- PAGE EXTRACT
═══

Looking for Biowavz? You're in the right place. We are now Potency of Touch LLC.
Stillness, Regulation, and Biodynamic Craniosacral Therapy
In Biodynamic Craniosacral Therapy (BCST), stillness is not viewed as passive inactivity; it is understood as a therapeutic state with measurable physiological relevance. Many individuals live in patterns of chronic sympathetic activation — characterized by increased muscle tone, rapid or shallow breathing, heightened vigilance, and persistent cognitive activity. Over time, this baseline state of activation can narrow the nervous system’s flexibility. When the body is given conditions that support slowing down, a shift toward parasympathetic dominance becomes possible, allowing processes associated with repair, digestion, immune modulation, and tissue recovery to emerge.

═══

- RECORD EXTRACTS
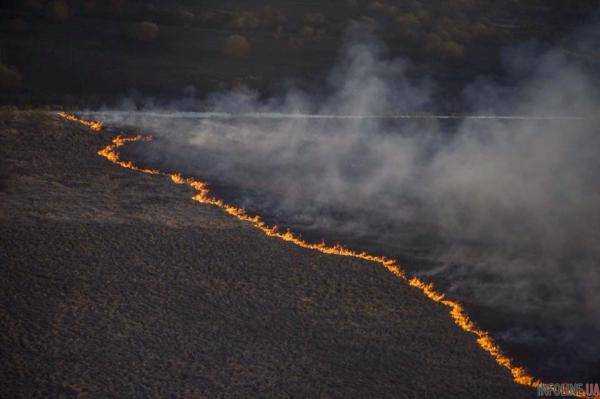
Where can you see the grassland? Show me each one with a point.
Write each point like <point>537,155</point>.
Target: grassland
<point>116,284</point>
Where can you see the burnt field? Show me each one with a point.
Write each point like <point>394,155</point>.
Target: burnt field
<point>117,284</point>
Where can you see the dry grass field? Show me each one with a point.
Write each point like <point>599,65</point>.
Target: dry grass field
<point>116,284</point>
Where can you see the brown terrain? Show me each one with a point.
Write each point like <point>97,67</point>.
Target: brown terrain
<point>116,284</point>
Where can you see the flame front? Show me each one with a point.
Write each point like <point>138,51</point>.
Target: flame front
<point>457,312</point>
<point>95,126</point>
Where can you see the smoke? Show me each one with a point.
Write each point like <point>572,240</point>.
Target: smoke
<point>506,210</point>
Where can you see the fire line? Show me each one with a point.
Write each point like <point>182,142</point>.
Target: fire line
<point>203,195</point>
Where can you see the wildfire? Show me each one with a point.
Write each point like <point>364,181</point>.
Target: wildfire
<point>95,126</point>
<point>203,195</point>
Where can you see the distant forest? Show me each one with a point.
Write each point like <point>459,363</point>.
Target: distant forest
<point>92,52</point>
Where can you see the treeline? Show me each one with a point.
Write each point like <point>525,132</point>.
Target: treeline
<point>205,44</point>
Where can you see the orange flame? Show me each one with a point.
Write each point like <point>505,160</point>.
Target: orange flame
<point>95,126</point>
<point>457,312</point>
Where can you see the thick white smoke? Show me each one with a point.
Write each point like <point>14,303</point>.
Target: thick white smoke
<point>517,201</point>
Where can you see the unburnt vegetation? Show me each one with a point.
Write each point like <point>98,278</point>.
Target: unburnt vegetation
<point>116,284</point>
<point>93,52</point>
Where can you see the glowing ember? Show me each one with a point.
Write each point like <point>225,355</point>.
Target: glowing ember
<point>457,312</point>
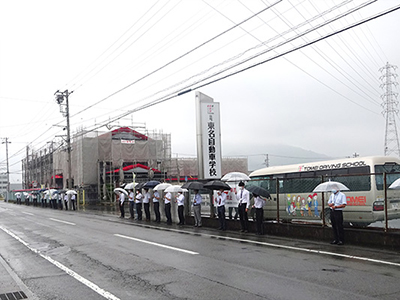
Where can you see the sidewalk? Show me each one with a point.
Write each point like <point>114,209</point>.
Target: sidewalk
<point>11,287</point>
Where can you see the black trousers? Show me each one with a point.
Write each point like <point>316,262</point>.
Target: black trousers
<point>259,220</point>
<point>221,217</point>
<point>147,210</point>
<point>180,215</point>
<point>139,210</point>
<point>168,213</point>
<point>131,209</point>
<point>337,225</point>
<point>122,210</point>
<point>244,220</point>
<point>157,211</point>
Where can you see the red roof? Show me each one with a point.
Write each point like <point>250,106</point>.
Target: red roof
<point>130,167</point>
<point>131,131</point>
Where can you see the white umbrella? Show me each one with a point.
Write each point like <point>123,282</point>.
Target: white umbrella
<point>330,185</point>
<point>395,185</point>
<point>174,189</point>
<point>235,176</point>
<point>161,186</point>
<point>120,190</point>
<point>130,186</point>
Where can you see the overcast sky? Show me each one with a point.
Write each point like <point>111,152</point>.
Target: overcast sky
<point>119,55</point>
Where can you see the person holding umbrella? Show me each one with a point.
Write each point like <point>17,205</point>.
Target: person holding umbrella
<point>146,204</point>
<point>243,197</point>
<point>167,207</point>
<point>121,199</point>
<point>337,201</point>
<point>197,208</point>
<point>131,203</point>
<point>221,198</point>
<point>139,198</point>
<point>258,205</point>
<point>156,203</point>
<point>180,199</point>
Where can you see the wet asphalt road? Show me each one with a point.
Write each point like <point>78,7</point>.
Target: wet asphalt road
<point>77,255</point>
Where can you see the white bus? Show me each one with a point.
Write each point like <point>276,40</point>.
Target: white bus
<point>364,176</point>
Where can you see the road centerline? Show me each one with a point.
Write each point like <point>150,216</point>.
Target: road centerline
<point>156,244</point>
<point>61,221</point>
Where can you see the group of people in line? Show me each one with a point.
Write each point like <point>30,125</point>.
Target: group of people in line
<point>54,201</point>
<point>142,201</point>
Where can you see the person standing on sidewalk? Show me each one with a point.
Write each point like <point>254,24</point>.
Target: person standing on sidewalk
<point>180,199</point>
<point>131,204</point>
<point>197,208</point>
<point>121,199</point>
<point>146,204</point>
<point>258,205</point>
<point>243,197</point>
<point>221,198</point>
<point>167,208</point>
<point>139,198</point>
<point>156,203</point>
<point>337,201</point>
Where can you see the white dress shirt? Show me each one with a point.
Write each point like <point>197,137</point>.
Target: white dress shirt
<point>243,196</point>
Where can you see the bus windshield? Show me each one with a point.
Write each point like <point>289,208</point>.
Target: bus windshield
<point>392,173</point>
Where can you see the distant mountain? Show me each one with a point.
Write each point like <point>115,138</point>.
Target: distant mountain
<point>277,155</point>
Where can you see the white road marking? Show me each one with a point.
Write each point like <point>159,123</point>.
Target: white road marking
<point>156,244</point>
<point>75,275</point>
<point>61,221</point>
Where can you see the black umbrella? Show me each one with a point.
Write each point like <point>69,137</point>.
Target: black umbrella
<point>259,191</point>
<point>150,184</point>
<point>139,186</point>
<point>217,185</point>
<point>193,185</point>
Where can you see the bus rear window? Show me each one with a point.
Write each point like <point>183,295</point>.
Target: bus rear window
<point>392,171</point>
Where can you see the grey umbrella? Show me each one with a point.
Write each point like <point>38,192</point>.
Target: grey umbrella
<point>193,185</point>
<point>216,185</point>
<point>259,191</point>
<point>150,184</point>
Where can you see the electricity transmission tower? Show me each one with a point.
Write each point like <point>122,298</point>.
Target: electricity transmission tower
<point>390,109</point>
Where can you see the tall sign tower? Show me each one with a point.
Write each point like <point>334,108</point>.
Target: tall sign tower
<point>390,109</point>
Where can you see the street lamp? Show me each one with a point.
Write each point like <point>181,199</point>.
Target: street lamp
<point>64,109</point>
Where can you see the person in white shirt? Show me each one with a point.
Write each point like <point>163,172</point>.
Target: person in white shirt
<point>156,204</point>
<point>66,201</point>
<point>337,201</point>
<point>167,207</point>
<point>121,204</point>
<point>73,201</point>
<point>243,197</point>
<point>197,208</point>
<point>131,204</point>
<point>258,205</point>
<point>146,204</point>
<point>220,202</point>
<point>138,201</point>
<point>180,199</point>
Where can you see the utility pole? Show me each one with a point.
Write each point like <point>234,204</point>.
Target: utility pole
<point>390,104</point>
<point>5,141</point>
<point>64,109</point>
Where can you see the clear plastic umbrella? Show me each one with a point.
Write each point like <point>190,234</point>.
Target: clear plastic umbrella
<point>174,189</point>
<point>130,186</point>
<point>235,177</point>
<point>120,190</point>
<point>161,186</point>
<point>329,186</point>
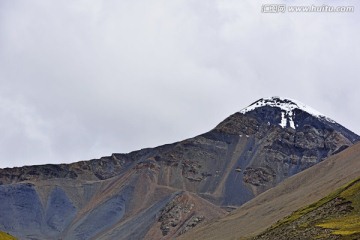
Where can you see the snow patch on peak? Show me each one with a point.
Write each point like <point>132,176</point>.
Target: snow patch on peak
<point>287,106</point>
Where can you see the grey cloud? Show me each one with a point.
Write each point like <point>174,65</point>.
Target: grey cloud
<point>83,79</point>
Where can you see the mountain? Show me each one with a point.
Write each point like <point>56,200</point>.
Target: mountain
<point>5,236</point>
<point>277,206</point>
<point>164,192</point>
<point>335,216</point>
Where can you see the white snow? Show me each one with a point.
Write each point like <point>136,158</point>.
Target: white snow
<point>287,106</point>
<point>283,120</point>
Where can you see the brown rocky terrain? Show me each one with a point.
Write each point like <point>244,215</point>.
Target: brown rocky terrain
<point>294,193</point>
<point>164,192</point>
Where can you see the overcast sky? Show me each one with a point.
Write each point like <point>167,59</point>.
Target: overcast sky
<point>83,79</point>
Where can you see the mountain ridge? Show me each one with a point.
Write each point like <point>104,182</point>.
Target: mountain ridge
<point>224,168</point>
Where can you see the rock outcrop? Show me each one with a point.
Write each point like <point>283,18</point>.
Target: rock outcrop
<point>136,195</point>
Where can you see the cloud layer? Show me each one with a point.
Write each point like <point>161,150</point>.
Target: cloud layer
<point>83,79</point>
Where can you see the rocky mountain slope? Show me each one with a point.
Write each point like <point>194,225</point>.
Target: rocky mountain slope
<point>5,236</point>
<point>296,192</point>
<point>164,192</point>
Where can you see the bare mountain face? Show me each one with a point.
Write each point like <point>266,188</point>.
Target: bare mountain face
<point>313,204</point>
<point>164,192</point>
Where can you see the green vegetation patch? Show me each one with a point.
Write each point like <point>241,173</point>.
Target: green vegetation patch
<point>349,224</point>
<point>336,215</point>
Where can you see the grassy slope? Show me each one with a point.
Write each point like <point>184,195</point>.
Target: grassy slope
<point>5,236</point>
<point>275,204</point>
<point>336,216</point>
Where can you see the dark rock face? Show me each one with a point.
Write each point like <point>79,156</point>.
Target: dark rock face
<point>132,194</point>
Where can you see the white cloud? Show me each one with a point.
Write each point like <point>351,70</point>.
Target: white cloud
<point>96,77</point>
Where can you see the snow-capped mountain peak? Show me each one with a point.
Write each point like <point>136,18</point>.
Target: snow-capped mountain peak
<point>287,107</point>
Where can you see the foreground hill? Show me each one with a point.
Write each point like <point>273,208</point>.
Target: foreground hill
<point>296,192</point>
<point>164,192</point>
<point>337,216</point>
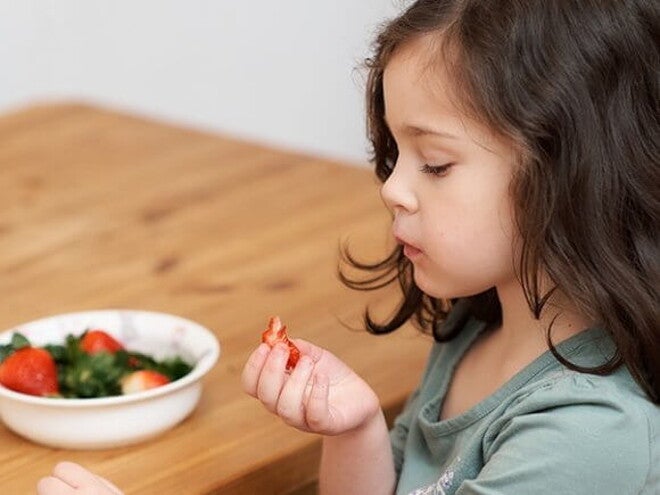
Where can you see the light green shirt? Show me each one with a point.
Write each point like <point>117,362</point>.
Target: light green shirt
<point>548,430</point>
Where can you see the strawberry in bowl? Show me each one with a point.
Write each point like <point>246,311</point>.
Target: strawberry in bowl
<point>141,378</point>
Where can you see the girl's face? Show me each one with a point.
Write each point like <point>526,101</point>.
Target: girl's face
<point>449,190</point>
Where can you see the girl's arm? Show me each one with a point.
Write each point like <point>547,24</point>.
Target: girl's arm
<point>322,395</point>
<point>358,461</point>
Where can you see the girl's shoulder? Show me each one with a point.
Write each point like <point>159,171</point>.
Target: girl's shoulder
<point>601,423</point>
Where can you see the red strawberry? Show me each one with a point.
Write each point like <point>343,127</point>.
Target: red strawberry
<point>142,380</point>
<point>30,370</point>
<point>276,332</point>
<point>95,341</point>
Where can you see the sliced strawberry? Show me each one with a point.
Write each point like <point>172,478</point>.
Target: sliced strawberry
<point>139,381</point>
<point>276,332</point>
<point>30,370</point>
<point>95,341</point>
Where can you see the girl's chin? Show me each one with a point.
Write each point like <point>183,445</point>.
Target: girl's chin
<point>444,290</point>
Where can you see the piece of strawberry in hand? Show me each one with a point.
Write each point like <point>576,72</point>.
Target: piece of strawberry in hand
<point>141,380</point>
<point>276,332</point>
<point>30,370</point>
<point>95,341</point>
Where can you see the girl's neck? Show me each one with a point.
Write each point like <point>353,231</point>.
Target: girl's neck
<point>520,334</point>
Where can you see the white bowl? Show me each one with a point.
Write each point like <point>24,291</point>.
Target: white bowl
<point>113,421</point>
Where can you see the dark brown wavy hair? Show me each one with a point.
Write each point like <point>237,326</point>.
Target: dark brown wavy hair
<point>575,85</point>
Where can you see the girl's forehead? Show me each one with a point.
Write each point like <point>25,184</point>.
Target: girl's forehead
<point>420,91</point>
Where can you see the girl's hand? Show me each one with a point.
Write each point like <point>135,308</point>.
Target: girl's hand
<point>72,479</point>
<point>321,394</point>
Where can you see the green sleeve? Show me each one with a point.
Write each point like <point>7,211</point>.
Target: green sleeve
<point>577,436</point>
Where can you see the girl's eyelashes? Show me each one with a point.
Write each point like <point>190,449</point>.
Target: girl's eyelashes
<point>436,170</point>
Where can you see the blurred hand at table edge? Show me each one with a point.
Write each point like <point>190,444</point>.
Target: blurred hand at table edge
<point>317,396</point>
<point>71,478</point>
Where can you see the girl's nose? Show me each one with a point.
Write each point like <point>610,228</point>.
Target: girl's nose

═══

- QUESTIONS TO ANSWER
1. Answer these about the page on stillness in craniosacral therapy:
(a) What name does Biowavz go by now?
(b) What does BCST stand for?
(c) Which processes can emerge with a shift toward parasympathetic dominance?
2. Continue the page on stillness in craniosacral therapy from its last sentence.

- RESPONSES IN ORDER
1.
(a) Potency of Touch LLC
(b) Biodynamic Craniosacral Therapy
(c) Repair, digestion, immune modulation, and tissue recovery

2.
Contemporary neuroscience helps frame this process. The work of neuroscientist Stephen Porges emphasizes that the autonomic nervous system continuously evaluates internal and external cues for safety or threat — a process termed neuroception. When cues of safety are perceived, vagal pathways associated with social engagement and regulation become more active. In BCST, gentle, non-invasive touch, steady pacing, and practitioner attunement are intended to reduce perceived threat and increase physiological safety. As defensive tone decreases, heart rate variability may improve, breathing patterns can deepen, and muscular holding patterns often soften without force.
The biodynamic model is historically rooted in the work of osteopath William Garner Sutherland, who described subtle intrinsic rhythmic motions within the craniosacral system. In biodynamic practice, these rhythms are not mechanically manipulated but observed and supported. At times, practitioners describe a phenomenon known as a “stillpoint.” Rather than indicating absence of function, a stillpoint is understood as a transient phase in which observable rhythms quiet while underlying regulatory processes reorganize. Clients frequently report subjective experiences such as warmth, spaciousness, enhanced clarity, or a sense of internal reset following these periods.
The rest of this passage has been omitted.